------ Passage ------

You have the power to get out of the well one step at a time
The other day while doing some research I came across this fable which really spoke to my heart.
The Farmer’s Donkey
One day a farmer’s donkey fell down into a well. The animal cried piteously for hours as the
farmer tried to figure out a way to get him out. Finally he decided it was probably impossible and the animal was old and the well was dry anyway, so it just wasn’t worth it to try and get the donkey out. So the farmer asked his neighbors to come over and help him cover up the well. They all grabbed shovels and began to shovel dirt into the well.
At first when the donkey realized what was happening he cried horribly. Then, to everyone’s amazement he quieted down and let out some happy brays. A few shovels later, the farmer looked down the well to see what was happening and was astonished at what he saw. With every shovel of dirt that hit his back, the donkey was shaking it off and taking a step up.
As the farmer’s neighbors continued to shovel dirt on top of the donkey, he continued to shake it off and take a step up. Pretty soon to every one’s amazement the donkey stepped over the edge of the well and trotted off.
The trick to getting out of the well is to shake it off and take a step up
Each one of our troubles is a stepping stone
What happens to you isn’t nearly as important as how you react to it.
How do you react to adversity? Do you become a victim or are you a survivor shaking adversity off?

------

### Exercise 1
Answer these questions from the donkey story:
(a) Besides thinking a rescue was probably impossible, what two reasons did the farmer have for leaving the donkey in the well?
(b) What did the donkey do each time a shovel of dirt hit his back?
(c) What does the donkey story say each one of our troubles is?
### Exercise 2
Decide whether each statement agrees with the donkey story, and quote the words that settle it:
(a) The farmer had his neighbors help him fill in the well.
(b) The donkey stayed silent the whole time the dirt was falling.
(c) The well the donkey fell into held water.
### Exercise 3
Please write a continuation of the donkey story, picking up after its final question.
The material that comes next is from a different source.

------ Dataset rows ------

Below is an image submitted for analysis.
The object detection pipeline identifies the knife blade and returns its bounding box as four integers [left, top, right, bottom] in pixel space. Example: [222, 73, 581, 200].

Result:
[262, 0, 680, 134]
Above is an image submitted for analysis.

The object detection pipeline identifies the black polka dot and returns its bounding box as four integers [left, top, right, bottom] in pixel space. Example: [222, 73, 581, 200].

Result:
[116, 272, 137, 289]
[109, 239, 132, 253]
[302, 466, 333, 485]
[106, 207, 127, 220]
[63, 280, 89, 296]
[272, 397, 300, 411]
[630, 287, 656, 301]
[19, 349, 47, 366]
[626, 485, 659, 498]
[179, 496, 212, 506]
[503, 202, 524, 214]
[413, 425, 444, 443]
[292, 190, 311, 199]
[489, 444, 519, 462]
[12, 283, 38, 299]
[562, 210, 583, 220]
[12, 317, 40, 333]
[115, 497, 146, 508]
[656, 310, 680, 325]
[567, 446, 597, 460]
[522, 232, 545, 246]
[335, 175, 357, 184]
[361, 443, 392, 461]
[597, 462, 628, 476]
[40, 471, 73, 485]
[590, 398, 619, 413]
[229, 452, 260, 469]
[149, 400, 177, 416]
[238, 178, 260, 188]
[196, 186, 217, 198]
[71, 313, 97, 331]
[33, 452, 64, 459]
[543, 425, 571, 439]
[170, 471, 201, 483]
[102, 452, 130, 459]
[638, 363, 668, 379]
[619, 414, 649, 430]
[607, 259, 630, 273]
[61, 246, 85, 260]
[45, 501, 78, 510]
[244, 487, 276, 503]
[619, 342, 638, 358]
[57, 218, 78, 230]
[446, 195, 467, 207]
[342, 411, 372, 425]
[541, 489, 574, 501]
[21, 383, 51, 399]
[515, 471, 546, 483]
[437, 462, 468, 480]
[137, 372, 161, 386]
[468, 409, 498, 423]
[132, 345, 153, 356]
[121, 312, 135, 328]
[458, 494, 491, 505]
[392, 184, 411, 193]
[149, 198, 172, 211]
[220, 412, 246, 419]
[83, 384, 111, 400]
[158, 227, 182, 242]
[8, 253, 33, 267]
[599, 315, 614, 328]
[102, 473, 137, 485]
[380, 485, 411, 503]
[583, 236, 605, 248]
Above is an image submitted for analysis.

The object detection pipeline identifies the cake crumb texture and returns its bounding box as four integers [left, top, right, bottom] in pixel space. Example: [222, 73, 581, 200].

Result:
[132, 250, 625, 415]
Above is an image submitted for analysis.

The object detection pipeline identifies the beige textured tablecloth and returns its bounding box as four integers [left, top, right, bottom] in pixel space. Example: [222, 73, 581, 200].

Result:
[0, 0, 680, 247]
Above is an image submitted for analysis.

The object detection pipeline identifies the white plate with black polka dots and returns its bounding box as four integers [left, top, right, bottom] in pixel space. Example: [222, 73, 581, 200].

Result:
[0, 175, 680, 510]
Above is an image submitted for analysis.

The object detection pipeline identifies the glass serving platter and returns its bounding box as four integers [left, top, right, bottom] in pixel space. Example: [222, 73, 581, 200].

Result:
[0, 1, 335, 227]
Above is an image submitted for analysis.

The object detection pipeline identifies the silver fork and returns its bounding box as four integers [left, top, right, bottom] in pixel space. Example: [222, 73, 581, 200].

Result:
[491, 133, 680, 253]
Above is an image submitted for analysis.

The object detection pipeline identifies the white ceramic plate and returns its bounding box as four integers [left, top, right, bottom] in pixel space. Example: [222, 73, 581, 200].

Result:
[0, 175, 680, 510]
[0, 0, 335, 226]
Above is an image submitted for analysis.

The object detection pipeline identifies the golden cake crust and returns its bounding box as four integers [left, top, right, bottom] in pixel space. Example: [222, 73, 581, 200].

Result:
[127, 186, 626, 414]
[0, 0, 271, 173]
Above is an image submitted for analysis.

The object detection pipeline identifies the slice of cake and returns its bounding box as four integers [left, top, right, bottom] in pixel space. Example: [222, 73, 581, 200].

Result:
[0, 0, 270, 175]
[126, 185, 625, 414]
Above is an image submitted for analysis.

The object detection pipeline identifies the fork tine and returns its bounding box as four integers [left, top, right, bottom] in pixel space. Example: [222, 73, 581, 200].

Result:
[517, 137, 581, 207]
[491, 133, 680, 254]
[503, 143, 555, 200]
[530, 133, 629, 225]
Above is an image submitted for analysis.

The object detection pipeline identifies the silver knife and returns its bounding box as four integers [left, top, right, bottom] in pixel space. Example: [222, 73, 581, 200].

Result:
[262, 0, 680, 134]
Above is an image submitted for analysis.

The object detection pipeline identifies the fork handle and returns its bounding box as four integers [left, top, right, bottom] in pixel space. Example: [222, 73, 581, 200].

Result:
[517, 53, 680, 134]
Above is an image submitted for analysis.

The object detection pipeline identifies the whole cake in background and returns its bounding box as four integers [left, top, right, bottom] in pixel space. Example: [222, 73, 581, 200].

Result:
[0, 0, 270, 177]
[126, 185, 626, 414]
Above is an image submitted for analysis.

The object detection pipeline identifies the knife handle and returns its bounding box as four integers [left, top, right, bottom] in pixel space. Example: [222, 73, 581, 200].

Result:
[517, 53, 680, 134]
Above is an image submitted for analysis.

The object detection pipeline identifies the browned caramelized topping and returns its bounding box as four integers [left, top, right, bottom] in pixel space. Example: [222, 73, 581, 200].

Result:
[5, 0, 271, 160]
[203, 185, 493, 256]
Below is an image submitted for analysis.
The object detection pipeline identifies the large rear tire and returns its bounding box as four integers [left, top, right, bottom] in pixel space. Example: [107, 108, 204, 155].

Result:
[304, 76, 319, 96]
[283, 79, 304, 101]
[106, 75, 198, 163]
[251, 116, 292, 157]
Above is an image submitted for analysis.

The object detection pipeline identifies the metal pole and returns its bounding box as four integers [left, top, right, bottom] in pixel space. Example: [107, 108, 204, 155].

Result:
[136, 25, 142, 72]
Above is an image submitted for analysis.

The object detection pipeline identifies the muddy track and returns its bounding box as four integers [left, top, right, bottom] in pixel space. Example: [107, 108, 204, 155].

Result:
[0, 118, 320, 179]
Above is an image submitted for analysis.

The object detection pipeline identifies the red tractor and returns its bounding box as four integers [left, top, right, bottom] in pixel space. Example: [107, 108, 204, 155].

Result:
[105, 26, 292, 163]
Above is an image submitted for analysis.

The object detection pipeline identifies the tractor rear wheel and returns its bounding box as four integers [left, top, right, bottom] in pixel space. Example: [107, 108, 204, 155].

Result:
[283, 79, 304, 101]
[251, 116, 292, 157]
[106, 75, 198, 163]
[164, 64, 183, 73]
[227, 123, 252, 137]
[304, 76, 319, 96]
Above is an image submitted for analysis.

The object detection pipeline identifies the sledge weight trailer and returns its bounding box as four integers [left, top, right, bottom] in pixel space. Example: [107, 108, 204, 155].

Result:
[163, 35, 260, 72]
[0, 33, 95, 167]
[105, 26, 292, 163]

------

### Exercise answer 1
(a) The animal was old, and the well was dry anyway.
(b) He shook it off and took a step up.
(c) A stepping stone.

### Exercise answer 2
(a) Yes: "So the farmer asked his neighbors to come over and help him cover up the well."
(b) No: "At first when the donkey realized what was happening he cried horribly."
(c) No: "the well was dry anyway"

### Exercise answer 3
Perhaps you don’t even realize you are playing the victim role. For years, I played the victim role without being aware of it. The first step is awareness. Once you are aware that you are playing the victim role then you can take further action transforming from victim to survivor.
Signs that you are playing the victim role
Blaming others for your pain
I used to blame everyone and everything else for my pain and suffering – “ it’s not my fault if only I had been raised by better parents” in the long term those feelings led to feeling powerless and helpless.
Failure to accept responsibility
You have the power to choose how you react to adversity you can’t control the cards that are dealt to you in life but you can control how you play them. Take responsibility for yourself. You alone decide how you react to adversity.
Find the source of your learned helplessness - most likely experienced in childhood or early adulthood.
I was raised in a dysfunctional environment that fostered dependence rather than confidence.
Take some time to reflect and write on the source of your learned helplessness.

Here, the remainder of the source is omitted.